## Coordinate labeling data

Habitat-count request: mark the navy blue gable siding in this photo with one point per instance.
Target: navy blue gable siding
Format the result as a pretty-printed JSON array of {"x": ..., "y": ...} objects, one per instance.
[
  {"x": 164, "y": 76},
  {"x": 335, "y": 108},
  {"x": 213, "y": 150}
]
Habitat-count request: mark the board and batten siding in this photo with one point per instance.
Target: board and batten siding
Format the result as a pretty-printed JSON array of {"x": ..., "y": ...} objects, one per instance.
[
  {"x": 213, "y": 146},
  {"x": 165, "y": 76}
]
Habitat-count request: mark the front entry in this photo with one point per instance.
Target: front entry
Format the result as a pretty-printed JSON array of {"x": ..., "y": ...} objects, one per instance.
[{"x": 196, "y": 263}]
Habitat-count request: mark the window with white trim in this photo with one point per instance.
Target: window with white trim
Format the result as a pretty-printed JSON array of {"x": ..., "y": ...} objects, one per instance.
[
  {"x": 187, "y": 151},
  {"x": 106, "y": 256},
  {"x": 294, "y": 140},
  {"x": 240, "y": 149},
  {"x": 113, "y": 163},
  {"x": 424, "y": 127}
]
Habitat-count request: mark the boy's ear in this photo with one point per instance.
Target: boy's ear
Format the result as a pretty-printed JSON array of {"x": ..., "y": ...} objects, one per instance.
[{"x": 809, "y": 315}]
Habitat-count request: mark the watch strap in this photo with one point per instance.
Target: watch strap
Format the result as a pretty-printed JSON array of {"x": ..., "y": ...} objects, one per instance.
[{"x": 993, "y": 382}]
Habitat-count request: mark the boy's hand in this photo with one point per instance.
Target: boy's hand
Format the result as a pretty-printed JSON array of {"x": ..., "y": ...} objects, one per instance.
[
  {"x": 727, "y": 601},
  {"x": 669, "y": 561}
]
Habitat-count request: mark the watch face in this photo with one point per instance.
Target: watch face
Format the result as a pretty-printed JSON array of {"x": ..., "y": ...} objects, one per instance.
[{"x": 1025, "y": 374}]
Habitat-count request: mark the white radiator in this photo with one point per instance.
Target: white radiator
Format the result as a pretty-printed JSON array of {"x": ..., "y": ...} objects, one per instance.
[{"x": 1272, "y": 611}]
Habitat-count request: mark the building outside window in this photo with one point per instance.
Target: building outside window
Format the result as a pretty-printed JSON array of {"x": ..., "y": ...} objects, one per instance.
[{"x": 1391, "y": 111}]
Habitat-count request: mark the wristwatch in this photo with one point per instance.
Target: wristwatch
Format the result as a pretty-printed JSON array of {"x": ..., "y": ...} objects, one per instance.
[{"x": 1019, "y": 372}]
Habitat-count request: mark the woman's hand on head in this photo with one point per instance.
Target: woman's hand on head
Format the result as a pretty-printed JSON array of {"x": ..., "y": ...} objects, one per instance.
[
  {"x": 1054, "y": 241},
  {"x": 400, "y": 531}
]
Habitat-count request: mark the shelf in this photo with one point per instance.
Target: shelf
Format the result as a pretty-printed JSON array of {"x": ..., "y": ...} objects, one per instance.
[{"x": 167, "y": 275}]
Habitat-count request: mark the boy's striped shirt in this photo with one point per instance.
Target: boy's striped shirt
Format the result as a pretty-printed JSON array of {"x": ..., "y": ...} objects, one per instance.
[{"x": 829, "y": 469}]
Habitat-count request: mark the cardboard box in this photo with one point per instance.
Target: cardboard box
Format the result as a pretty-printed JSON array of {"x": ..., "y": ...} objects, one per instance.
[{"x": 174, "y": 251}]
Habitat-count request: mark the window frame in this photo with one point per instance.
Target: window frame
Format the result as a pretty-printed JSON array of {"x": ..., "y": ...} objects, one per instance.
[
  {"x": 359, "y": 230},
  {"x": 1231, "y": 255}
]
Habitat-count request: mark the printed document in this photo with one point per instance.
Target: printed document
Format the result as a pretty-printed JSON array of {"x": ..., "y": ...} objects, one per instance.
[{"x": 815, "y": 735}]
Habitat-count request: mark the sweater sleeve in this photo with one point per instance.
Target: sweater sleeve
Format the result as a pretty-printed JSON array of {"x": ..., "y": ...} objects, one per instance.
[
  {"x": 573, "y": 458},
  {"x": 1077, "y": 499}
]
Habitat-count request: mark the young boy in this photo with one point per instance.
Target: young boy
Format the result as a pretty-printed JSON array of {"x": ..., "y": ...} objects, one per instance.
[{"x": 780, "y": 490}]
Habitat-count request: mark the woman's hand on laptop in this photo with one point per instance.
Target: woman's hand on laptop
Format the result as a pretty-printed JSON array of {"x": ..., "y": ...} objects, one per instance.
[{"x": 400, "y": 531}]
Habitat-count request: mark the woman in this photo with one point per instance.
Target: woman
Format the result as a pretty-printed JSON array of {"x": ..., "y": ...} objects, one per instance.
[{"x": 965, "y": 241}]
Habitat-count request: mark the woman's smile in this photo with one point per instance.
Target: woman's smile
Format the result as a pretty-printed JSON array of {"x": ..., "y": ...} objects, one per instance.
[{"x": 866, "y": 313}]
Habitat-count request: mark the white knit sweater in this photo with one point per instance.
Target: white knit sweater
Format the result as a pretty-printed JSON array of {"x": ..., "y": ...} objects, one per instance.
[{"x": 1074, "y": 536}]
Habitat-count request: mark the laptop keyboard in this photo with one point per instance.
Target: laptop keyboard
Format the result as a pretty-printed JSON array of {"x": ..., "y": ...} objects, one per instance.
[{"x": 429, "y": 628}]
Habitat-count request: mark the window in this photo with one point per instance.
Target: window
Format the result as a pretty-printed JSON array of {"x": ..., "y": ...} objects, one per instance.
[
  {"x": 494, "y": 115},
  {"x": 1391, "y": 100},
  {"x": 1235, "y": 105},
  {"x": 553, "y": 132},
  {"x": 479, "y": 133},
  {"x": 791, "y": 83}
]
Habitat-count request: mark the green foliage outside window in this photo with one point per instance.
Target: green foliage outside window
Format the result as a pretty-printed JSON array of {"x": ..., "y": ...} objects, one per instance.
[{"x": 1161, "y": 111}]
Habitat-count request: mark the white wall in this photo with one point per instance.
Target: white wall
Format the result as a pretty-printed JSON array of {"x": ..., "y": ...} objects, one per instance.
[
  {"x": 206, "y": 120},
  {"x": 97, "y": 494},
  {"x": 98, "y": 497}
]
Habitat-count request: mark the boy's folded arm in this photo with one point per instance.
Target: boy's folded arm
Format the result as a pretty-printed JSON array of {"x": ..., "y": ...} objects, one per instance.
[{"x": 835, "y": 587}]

## Written task
Copy the items word for word, from the line containing "Habitat-count request: mark the window in" through the end of the items.

## Result below
Habitat-count request: mark the window in this photo with one point per instance.
Target: window
Format the result as a pretty-printed JSON array of {"x": ..., "y": ...} objects, one per instance.
[
  {"x": 494, "y": 115},
  {"x": 1391, "y": 100},
  {"x": 1235, "y": 105},
  {"x": 553, "y": 132},
  {"x": 479, "y": 133},
  {"x": 791, "y": 83}
]
Habitat-count request: mark the green foliage outside window in this photo with one point per instance.
Target: green foliage outside window
Format the result as a pretty-printed JSON array of {"x": ..., "y": ...} objects, one per instance.
[{"x": 1161, "y": 111}]
Habitat-count request: mark the white wall in this photo with one point per instance.
Target: white wall
Format the result as a pretty-printed JSON array of {"x": ..., "y": ...} objects, one per instance.
[
  {"x": 206, "y": 120},
  {"x": 97, "y": 494},
  {"x": 98, "y": 497}
]
Habitat-count request: mark the boy's folded arm in this photo with one point per instance.
Target: boy's folded arm
Format the result as a pretty-printed JSON array of {"x": ..., "y": ...} objects, one per instance.
[{"x": 835, "y": 587}]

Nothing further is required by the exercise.